Note from Amy: Here is the next excerpt of the transcript of my TEDx talk:
Police caught him a few days after Valentine’s Day. At the start of that weekend a detective had gotten him on the phone and said Turn yourself in, you little punk. Brent Brents essentially replied, Come find me. That weekend he raped five victims, including two children, and nearly beat a young woman to death. The DNA from those cases was processed within hours and the manhunt that followed ended in a dramatic car chase into the mountains, where police captured him at gunpoint.
This kind of story causes a media feeding frenzy. Reporters swarmed the jail, but I didn’t —I didn’t think it would do any good.
Instead, I sent him a letter on plain stationary—handwritten, two sentences: Dear Brent, I went to Arkansas where I talked to your mom and sister. If you were to ask them, they would say I treated them with dignity and respect, and I will do the same for you.
I then gave him the number to the newsroom and told him to call collect anytime. And because I figured he’d be getting a lot of hate mail, I added a note to the back that said: Please don’t be afraid to open this.
At the end of that week police released a statement about another confirmed victim of Brents. Since they protect the identity of a victim of sexual assault they will only release the cross streets close to where it happened.
Get thee to those cross streets, you and a photographer, editors said. Find this anonymous victim, and get her to talk to you.
So off we went to those cross streets and we found…a sea of rental units, like giant Legos, for rows and rows in either direction.
We knocked on doors for hours—no luck. It was close to dark when we saw a woman walking her dog—dog walkers are always great for information—and she said the handyman had told her about a woman who’d been attacked and she gave us the handyman’s door number and he gave us the victim’s door number and I knocked and a man answered and I saw this tiny, dark-haired woman hiding behind the door and I identified myself and she came out and said, “You scared me.”

(EXTRACTED DATA)
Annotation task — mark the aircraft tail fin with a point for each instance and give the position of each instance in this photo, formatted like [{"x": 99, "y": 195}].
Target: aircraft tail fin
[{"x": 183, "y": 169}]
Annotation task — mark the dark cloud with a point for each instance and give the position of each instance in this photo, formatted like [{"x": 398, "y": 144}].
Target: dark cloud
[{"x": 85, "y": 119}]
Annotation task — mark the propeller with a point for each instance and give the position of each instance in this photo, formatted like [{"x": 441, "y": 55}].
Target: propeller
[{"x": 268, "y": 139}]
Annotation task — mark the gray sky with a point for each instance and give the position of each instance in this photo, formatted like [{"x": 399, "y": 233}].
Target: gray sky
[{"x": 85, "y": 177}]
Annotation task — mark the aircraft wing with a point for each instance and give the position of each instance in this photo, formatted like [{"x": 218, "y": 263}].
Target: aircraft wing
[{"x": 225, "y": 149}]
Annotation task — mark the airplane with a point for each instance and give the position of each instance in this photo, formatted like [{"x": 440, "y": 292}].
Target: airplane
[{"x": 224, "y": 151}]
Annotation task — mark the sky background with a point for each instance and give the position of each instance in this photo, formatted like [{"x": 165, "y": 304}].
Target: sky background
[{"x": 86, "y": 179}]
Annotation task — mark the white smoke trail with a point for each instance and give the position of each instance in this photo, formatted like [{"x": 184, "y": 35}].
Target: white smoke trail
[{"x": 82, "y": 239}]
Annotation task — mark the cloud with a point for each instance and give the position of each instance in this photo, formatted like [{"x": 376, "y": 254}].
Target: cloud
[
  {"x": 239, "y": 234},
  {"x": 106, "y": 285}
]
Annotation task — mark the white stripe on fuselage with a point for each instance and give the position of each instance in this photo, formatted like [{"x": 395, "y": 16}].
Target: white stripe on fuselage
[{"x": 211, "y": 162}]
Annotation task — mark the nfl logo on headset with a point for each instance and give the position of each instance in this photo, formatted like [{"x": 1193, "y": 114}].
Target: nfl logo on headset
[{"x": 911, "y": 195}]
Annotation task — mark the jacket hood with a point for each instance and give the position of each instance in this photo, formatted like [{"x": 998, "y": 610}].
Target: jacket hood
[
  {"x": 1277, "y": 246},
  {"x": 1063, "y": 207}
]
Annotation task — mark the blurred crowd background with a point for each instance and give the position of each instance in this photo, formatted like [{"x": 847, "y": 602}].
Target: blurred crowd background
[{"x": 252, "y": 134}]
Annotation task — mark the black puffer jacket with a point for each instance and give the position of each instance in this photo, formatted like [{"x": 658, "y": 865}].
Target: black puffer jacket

(REQUIREMENT)
In the transcript, condense the paragraph beginning "Police caught him a few days after Valentine's Day" into a bulleted list of its main facts.

(YOUR RESPONSE)
- Police caught Brent Brents a few days after Valentine's Day.
- At the start of that weekend, a detective reached him by phone and told him to turn himself in; Brents essentially replied, "Come find me."
- That weekend he raped five victims, including two children, and nearly beat a young woman to death.
- DNA from those cases was processed within hours.
- The manhunt ended in a car chase into the mountains, where police captured him at gunpoint.